# [Text provided]
****
Your stance is countered (open) which tends to cause frontside rotation; that's why you're fighting for balance in the air.

You also never popped. The pop sets your trajectory and gives you control and stability. Fix both of those and your straight airs will clean up.


----------



## tokyo_dom (Jan 7, 2013)

Thanks for the tips.

Interesting to hear about the open shoulders... Dang i guess it is back to basics

Wont get to go boarding this weekend, but have plenty to look forward to the following weekend.


----------



## CheeseForSteeze (May 11, 2011)

It's not much but a bigger jump (looks like a 20 foot stepdown) means more speed and air which will exaggerate even slight technical problems.

The first thing I do every season is reup on my "air balance". I hit as many side hits and rollers as possible until I feel good again and then try some smaller jumps. You know your balance is good when your jumps feel clean, smooth and quiet.

I don't think you need to go back to basics, just go to some smaller jumps and work back up. Also, that inrun is pretty messy and could use a raking; that also was throwing your balance off.


----------



## Casual (Feb 9, 2011)

I am speaking from personal experience.

Good vid for feedback. Your back arm is reaching forward which is causing what CheeseForSteeze is saying about opening up causing FS rotation, he nailed that one. Popping will help as mentioned, not too hard but enough to set you up in the air, riding off like that tends to cause you to stay at the ramps trajectory, which is what happened to you there... backseat all the way. I have to say though that ramp does look pretty rutted out and shitty, I tend to find another jump or just go hit rails when the jumps get too rutted out because its just no fun and it can cause you to get hurt.

Here is a screenshot of your body position, you need to get that back hand over your board again so your shoulders are parallel and straighten your back a bit, your leaned over a bit at the hips. If you get that hand back you will run straighter and you won't start to feel rotation on the ramp and in the air.


----------



## tokyo_dom (Jan 7, 2013)

Sweet, thanks for the advice. 

I guess it was the rutted ramp which was causing me to get worried about flatbasing. Granted this was in the afternoon, and it seemed like that day it was mainly beginners out there (soo many people wiping out on the knuckle due to low speeds, last minute bailing etc).

Glad i did go back to basics with my jumps; lots to learn here


----------



## Casual (Feb 9, 2011)

Snowolf said:


> I think you may have taken my comments as suggesting to pop off from an edged board which I was not.


Fair play, I just like to be as clear as possible when explaining things like this to a progressing rider. Advanced riders have the ability to feel an edge, pop off an edge and know how to counter these types of motions.


----------



## Boardsnower (Sep 18, 2010)

Casual said:


> I am speaking from personal experience.
> 
> Good vid for feedback. Your back arm is reaching forward which is causing what CheeseForSteeze is saying about opening up causing FS rotation, he nailed that one. Popping will help as mentioned, not too hard but enough to set you up in the air, riding off like that tends to cause you to stay at the ramps trajectory, which is what happened to you there... backseat all the way. I have to say though that ramp does look pretty rutted out and shitty, I tend to find another jump or just go hit rails when the jumps get too rutted out because its just no fun and it can cause you to get hurt.
> 
> Here is a screenshot of your body position, you need to get that back hand over your board again so your shoulders are parallel and straighten your back a bit, your leaned over a bit at the hips. If you get that hand back you will run straighter and you won't start to feel rotation on the ramp and in the air.


I'm no expert, but I notice that a lot of pros and other experienced riders will often stick their rear arm straight back (over their tail) when approaching a large kicker. This may aid in balance and help to avoid opening up the shoulders, which can lead to the accidental frontside spin initiation.

I don't know if that technique is correct form (fundamentally), but it's something I've observed a lot.


----------
****
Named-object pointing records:
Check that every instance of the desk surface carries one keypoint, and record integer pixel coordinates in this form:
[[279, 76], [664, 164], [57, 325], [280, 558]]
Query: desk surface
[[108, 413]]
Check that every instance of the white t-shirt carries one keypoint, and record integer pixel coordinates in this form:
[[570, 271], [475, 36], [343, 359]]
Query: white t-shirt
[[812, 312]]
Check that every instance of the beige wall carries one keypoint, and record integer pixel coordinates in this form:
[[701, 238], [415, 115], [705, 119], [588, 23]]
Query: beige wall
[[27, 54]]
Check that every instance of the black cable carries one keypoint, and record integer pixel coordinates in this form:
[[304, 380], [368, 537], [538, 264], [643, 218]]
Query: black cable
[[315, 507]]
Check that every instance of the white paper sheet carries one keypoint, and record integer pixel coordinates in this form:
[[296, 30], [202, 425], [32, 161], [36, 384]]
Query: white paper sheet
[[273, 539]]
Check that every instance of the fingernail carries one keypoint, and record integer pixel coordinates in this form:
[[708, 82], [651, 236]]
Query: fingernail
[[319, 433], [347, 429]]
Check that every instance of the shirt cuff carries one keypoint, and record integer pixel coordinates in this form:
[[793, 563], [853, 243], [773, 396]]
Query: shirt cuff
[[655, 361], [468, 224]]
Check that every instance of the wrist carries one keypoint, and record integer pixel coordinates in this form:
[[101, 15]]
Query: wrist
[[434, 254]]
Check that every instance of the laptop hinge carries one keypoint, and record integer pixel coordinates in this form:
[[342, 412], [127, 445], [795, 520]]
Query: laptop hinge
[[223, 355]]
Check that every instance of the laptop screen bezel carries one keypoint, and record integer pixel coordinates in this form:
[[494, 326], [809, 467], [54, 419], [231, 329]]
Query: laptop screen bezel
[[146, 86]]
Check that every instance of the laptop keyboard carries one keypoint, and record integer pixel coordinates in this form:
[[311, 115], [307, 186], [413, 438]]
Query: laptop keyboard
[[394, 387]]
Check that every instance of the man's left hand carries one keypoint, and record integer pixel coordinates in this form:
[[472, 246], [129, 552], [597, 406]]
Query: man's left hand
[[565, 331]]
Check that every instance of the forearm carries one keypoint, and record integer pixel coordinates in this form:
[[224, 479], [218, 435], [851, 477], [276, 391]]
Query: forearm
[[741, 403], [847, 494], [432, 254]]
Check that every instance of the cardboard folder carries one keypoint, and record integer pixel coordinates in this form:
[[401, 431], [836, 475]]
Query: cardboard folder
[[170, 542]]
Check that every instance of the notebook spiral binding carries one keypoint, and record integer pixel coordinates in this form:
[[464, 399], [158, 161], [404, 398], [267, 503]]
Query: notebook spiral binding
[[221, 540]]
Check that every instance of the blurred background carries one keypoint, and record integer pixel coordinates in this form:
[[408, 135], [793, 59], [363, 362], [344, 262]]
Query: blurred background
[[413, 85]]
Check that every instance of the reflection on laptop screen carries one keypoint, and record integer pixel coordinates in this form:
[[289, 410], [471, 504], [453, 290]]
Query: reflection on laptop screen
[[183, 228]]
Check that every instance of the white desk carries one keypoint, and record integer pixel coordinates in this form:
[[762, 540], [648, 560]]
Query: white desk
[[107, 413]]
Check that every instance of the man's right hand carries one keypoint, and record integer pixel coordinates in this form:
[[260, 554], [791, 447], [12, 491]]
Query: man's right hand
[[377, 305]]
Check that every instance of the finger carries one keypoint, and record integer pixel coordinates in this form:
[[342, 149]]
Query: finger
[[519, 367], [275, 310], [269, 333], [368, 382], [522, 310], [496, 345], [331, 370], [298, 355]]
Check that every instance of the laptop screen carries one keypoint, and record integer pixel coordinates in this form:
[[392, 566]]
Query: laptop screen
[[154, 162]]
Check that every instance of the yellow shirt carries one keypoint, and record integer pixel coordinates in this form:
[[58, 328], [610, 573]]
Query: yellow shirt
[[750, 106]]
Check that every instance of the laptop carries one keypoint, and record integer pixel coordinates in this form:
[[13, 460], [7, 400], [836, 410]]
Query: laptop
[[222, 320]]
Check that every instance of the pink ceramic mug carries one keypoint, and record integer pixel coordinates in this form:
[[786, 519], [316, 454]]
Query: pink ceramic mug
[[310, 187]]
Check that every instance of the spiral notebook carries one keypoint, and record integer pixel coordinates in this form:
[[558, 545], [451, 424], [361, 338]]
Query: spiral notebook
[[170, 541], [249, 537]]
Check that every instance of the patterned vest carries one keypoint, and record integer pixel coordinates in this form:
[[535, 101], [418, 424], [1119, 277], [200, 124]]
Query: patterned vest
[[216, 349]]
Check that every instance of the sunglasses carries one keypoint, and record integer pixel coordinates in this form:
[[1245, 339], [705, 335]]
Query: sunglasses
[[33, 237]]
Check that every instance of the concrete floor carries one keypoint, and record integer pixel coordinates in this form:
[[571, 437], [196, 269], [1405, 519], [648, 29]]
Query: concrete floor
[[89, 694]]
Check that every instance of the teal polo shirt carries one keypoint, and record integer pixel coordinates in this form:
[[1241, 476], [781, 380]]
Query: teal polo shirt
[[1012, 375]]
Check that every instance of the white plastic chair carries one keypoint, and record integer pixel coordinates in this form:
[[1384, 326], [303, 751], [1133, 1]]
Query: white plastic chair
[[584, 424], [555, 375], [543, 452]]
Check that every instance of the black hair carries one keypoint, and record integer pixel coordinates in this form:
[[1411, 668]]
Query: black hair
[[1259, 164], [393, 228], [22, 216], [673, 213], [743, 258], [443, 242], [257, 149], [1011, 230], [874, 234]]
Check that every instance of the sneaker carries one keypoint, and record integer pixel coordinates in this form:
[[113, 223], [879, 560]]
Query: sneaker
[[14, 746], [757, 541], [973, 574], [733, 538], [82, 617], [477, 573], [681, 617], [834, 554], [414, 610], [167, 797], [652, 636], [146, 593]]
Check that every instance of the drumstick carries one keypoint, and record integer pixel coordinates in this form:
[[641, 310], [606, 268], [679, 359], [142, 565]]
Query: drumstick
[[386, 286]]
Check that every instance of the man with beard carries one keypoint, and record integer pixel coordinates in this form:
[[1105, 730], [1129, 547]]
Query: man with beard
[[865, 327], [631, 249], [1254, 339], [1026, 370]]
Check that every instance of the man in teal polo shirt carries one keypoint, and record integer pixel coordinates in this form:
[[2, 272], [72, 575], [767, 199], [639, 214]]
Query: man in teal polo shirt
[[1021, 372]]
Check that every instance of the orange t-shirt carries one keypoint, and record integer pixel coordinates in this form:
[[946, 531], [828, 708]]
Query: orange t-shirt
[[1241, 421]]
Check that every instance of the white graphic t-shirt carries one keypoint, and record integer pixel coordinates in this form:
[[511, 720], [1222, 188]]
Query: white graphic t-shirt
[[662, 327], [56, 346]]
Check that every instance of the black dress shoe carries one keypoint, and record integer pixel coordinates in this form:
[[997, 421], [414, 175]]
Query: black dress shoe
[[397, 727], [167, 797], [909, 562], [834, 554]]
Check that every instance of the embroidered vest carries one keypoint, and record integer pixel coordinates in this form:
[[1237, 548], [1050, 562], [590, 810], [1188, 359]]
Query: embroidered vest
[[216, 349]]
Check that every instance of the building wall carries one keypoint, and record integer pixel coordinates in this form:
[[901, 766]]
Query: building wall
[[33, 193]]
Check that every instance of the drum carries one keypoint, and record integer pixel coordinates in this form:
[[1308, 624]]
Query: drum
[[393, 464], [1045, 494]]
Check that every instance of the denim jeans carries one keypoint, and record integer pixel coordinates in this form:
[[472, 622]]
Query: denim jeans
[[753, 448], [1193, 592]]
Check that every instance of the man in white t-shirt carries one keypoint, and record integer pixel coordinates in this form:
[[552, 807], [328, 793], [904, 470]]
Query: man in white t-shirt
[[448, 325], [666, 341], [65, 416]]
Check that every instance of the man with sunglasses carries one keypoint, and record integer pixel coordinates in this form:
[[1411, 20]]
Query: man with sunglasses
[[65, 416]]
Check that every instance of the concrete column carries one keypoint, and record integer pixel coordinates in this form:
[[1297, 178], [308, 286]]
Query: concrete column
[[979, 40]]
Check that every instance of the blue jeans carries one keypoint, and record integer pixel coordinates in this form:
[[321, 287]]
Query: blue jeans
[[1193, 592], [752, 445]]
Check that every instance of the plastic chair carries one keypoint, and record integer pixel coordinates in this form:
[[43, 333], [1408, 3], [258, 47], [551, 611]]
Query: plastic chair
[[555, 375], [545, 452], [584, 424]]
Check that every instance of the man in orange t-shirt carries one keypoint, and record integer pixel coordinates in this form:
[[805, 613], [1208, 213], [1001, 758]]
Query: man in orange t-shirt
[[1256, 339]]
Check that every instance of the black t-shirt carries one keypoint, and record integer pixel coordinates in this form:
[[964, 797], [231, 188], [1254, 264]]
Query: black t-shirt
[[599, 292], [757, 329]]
****
# [Aim]
From the snowboarding thread, extract the passage that begins at the words "Sweet, thanks for" and stops after the words "minute bailing etc).", copying it without any change.

# [Answer to this exercise]
Sweet, thanks for the advice. 

I guess it was the rutted ramp which was causing me to get worried about flatbasing. Granted this was in the afternoon, and it seemed like that day it was mainly beginners out there (soo many people wiping out on the knuckle due to low speeds, last minute bailing etc).